- PASSAGE
_ _ _
Front crawl is the fastest swimming style to quickly reach a casualty.

However, when swimming fully clothed front crawl is only a bit faster then breaststroke, and costs more energy. Fit lifesavers can do the head-up front crawl with all their kit on, a good training goal.

In lifesaving, the head-up crawl allows rescuers to keep an eye on their casualty, at the price of a much steeper body position and higher drag. Hence a compromise is to look at your casualty every 4 seconds or so.

The swimming position on the front allows full use of the arms in the water. The above-water recovery reduces drag, compared to the underwater recovery of breaststroke.

The alternating arm stroke also allows some rolling movement of the body for an easier recovery compared to, for example, butterfly. Finally, the alternating arm stroke makes for a relatively constant speed throughout the cycle.

Dive in

Front crawl often starts with a shallow dive from the poolside. The skill lies in finding the right balance between going in too deep and a belly flop. Diving into a pool can cause serious injuries if you hit the floor with a deep dive. On the other hand, a belly flop can hurt your skin, unless you wear some clothes, which we would advise for initial training. Minimum water depth must be 1.5 metres, maximum freeboard about 40 centimetres.
_ _ _
- DIRECTION 1
According to the passage on front crawl, how often should a lifesaver look at the casualty as a compromise?

[Location identification items]
_ _ _
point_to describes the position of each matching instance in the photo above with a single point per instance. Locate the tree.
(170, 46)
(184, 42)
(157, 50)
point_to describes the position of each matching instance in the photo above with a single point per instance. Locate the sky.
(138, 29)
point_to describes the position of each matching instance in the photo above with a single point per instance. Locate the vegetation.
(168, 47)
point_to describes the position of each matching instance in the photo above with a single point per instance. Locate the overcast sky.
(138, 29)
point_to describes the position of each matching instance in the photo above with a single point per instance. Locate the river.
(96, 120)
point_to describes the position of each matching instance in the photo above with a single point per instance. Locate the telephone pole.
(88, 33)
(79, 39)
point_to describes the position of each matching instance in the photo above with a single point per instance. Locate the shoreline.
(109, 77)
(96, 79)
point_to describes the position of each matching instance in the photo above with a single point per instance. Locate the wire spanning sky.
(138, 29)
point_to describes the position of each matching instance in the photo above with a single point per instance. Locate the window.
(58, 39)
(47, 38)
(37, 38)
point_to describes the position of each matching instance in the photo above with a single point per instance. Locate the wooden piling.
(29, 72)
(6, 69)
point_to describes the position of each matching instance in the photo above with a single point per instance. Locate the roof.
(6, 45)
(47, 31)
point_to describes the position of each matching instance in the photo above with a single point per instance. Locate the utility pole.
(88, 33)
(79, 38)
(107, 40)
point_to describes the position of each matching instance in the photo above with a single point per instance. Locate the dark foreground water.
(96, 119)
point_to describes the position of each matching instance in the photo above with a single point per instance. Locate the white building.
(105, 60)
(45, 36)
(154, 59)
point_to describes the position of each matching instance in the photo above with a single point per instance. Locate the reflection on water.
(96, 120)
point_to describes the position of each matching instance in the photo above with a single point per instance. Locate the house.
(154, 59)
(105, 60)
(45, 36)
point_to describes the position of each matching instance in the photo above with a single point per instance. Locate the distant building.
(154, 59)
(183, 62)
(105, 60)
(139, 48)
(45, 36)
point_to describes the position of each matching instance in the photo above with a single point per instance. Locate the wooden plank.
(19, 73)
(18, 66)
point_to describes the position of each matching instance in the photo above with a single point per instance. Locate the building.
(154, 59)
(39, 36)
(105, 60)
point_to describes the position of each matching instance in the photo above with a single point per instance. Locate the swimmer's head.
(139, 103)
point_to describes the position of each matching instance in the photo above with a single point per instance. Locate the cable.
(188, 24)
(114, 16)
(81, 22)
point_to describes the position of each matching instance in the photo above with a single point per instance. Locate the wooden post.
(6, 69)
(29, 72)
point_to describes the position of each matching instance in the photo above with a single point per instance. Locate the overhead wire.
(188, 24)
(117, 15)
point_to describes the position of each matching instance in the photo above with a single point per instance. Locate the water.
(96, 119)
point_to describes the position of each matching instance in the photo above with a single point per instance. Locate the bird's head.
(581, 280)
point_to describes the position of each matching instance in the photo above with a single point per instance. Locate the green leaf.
_ _ _
- DIRECTION 2
From the records, pick out every line containing the string "pole", paying attention to case.

- FULL OUTPUT 1
About every 4 seconds.

- FULL OUTPUT 2
point_to describes the position of each matching instance in the photo above with a single point per instance. Locate the telephone pole.
point_to describes the position of each matching instance in the photo above with a single point per instance. Locate the utility pole.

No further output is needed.